PROBLEMS:
**1)** In the passage on doffing below, reproduce word for word the stretch from "Thereafter, the cop" through "7A is attained.".
**2)** Translate this sentence from the passage on doffing below into Spanish: "Further, the operation of the doffing device 38 is continued and the cop 41 undergoes doffing until the state as shown in Fig. 7A is attained."
**3)** Answer these questions using the passage on doffing below.
(a) Which part does the tail yarn cutting member 11 abut when it is lowered?
(b) What device raises the cop 41 further?
(c) Which part cuts the yarn Y?

* START TEXT TO READ *

Then, as shown in Fig. 6B, the tail yarn cutting member 11 is lowered to the position where it abuts the spindle base portion 10b, and the yarn Y connected from the cop 41 to the traveler T is grasped between the tail yarn cutting member 11 and the spindle base portion 10b. After the yarn Y is grasped between the tail yarn cutting member 11 and the spindle base portion 10b, the spindle 1 is rotated in a state in which it is capable of relative rotation with respect to the cop 41 grasped by the bobbin grasping device 39a. Then, a state is attained in which the oblique winding 41a formed on the cop 41 extends straight from the top of the cop 41 to the position where,the yarn is grasped by the tail yarn cutting member 11. At this time, the yarn Y extending from the snail wire 24a of the lappet 24 to the traveler T is loosely wound around the cop 41.
Thereafter, the cop 41 is further raised by the bobbin grasping device 39a, and a state is attained in which the yarn Y abuts the cutter portion 13 at a large angle close to 90 degrees, and the yarn Y is reliably cut by the cutter portion 13, thus attaining the state as shown in Fig. 6C. Further, the operation of the doffing device 38 is continued and the cop 41 undergoes doffing until the state as shown in Fig. 7A is attained.

* END TEXT TO READ *
* START DATASET EXTRACT *

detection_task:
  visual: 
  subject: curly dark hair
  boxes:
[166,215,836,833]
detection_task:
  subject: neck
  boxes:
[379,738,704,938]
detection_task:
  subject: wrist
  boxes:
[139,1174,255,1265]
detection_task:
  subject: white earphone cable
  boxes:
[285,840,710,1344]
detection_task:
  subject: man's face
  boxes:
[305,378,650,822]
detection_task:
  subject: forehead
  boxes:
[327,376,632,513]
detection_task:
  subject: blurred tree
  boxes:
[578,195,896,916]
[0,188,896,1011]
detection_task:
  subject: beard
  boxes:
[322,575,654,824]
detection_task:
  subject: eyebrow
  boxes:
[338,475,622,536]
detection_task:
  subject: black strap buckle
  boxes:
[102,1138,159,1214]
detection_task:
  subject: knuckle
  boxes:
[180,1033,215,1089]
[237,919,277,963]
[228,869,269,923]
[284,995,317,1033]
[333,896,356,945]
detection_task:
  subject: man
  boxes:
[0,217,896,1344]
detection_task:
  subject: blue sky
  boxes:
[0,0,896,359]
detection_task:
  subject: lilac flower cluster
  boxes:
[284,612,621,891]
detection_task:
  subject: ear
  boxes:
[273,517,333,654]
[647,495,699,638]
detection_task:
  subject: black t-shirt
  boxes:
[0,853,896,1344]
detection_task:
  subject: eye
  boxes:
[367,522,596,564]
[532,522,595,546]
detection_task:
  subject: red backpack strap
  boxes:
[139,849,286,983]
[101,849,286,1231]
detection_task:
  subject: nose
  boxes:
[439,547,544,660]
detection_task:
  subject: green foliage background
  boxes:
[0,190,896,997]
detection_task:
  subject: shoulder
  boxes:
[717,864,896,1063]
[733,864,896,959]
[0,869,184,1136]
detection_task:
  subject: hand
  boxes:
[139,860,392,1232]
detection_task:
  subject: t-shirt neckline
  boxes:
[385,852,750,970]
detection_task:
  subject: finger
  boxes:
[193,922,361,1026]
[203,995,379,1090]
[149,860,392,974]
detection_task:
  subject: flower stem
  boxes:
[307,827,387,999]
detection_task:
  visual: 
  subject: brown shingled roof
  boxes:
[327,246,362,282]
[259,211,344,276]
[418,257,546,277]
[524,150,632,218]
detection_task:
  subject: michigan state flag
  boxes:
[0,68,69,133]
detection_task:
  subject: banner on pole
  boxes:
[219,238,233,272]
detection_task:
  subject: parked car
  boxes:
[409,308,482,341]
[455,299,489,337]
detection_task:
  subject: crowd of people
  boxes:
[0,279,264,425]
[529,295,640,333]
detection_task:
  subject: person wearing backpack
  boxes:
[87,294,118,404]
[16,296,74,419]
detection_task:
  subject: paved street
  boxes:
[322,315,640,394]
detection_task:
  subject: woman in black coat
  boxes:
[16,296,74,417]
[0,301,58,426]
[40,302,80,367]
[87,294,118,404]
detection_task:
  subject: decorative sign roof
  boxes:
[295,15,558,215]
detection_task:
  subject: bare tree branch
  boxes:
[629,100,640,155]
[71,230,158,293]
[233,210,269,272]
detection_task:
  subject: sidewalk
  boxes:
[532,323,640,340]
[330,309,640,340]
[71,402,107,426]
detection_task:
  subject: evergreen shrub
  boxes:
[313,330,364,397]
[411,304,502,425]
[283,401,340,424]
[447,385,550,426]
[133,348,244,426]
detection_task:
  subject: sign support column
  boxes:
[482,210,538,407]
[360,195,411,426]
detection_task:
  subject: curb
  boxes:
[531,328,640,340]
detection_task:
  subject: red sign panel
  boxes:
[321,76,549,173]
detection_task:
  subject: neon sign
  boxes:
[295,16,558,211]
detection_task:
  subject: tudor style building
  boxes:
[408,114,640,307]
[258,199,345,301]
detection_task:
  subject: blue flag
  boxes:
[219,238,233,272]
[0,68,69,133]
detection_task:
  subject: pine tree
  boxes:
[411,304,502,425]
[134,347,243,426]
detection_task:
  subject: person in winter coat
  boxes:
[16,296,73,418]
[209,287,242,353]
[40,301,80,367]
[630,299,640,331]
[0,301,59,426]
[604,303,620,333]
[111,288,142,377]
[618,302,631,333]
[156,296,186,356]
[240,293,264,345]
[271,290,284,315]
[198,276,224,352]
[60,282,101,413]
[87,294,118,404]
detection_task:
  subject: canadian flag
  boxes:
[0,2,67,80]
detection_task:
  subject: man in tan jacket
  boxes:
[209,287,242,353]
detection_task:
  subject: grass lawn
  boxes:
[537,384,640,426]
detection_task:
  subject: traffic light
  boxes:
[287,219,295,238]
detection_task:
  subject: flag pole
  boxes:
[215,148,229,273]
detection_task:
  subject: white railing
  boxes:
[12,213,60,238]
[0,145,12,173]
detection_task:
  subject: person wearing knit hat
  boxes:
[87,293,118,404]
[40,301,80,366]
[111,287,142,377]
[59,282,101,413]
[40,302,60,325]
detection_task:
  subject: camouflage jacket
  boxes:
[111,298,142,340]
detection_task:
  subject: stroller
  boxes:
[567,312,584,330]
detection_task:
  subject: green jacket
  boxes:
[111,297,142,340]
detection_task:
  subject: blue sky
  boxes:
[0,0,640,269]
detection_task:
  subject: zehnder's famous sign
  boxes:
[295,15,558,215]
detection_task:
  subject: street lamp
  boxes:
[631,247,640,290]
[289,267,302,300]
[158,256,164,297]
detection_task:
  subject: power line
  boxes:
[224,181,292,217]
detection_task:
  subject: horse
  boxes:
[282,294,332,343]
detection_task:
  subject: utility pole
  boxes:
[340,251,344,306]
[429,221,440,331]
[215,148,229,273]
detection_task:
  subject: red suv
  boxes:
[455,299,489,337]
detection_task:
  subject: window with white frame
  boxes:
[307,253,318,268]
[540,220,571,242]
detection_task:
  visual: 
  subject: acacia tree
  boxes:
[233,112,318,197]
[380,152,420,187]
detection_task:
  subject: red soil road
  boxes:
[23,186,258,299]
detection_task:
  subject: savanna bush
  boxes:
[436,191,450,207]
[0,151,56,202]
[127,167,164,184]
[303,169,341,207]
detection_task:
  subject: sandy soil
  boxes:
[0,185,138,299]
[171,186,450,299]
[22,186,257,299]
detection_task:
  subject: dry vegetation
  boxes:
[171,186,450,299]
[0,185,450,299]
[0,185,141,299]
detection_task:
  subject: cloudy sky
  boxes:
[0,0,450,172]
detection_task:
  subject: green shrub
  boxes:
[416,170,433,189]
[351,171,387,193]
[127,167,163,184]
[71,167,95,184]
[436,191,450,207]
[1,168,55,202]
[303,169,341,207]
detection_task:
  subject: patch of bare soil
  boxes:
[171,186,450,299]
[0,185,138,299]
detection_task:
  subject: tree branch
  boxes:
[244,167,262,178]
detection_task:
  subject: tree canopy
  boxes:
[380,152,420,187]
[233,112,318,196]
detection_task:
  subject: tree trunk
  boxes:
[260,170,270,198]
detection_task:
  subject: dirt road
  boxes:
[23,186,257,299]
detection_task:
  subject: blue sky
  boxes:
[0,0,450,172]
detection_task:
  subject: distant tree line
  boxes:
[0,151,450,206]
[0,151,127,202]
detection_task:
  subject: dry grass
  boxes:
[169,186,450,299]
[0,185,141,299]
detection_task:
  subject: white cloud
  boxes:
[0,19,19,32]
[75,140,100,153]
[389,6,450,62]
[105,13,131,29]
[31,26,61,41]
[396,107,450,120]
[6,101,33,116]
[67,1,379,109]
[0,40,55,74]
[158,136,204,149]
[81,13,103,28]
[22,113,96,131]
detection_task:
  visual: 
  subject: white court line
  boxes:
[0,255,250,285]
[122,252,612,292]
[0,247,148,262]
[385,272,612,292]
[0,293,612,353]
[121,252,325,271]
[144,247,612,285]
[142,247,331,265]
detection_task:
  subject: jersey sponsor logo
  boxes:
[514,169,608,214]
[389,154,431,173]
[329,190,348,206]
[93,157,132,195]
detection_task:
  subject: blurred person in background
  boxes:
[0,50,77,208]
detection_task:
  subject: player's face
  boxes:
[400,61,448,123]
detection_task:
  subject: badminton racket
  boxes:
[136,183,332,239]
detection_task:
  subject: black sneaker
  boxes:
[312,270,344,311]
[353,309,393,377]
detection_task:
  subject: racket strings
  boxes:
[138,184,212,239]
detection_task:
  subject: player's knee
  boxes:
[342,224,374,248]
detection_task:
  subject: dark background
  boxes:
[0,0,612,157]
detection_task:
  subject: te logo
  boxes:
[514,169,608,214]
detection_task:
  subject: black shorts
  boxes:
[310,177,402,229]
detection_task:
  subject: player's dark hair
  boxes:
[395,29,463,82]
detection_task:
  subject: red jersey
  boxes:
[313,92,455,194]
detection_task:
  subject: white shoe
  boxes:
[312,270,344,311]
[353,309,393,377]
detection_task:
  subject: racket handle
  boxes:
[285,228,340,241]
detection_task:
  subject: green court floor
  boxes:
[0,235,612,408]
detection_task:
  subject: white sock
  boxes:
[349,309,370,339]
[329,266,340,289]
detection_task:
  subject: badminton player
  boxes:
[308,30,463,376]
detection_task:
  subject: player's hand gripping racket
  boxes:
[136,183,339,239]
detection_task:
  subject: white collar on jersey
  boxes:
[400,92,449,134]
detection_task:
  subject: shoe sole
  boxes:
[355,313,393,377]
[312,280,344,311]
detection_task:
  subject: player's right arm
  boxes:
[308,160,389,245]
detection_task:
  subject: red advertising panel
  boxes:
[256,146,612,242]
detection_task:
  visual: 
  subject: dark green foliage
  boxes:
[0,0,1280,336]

* END DATASET EXTRACT *

RESPONSES:
**1)**
Thereafter, the cop 41 is further raised by the bobbin grasping device 39a, and a state is attained in which the yarn Y abuts the cutter portion 13 at a large angle close to 90 degrees, and the yarn Y is reliably cut by the cutter portion 13, thus attaining the state as shown in Fig. 6C. Further, the operation of the doffing device 38 is continued and the cop 41 undergoes doffing until the state as shown in Fig. 7A is attained.

**2)** Además, el funcionamiento del dispositivo de mudada 38 continúa y la husada 41 se somete a la mudada hasta alcanzar el estado que se muestra en la Fig. 7A.

**3)**
(a) The spindle base portion 10b.
(b) The bobbin grasping device 39a.
(c) The cutter portion 13.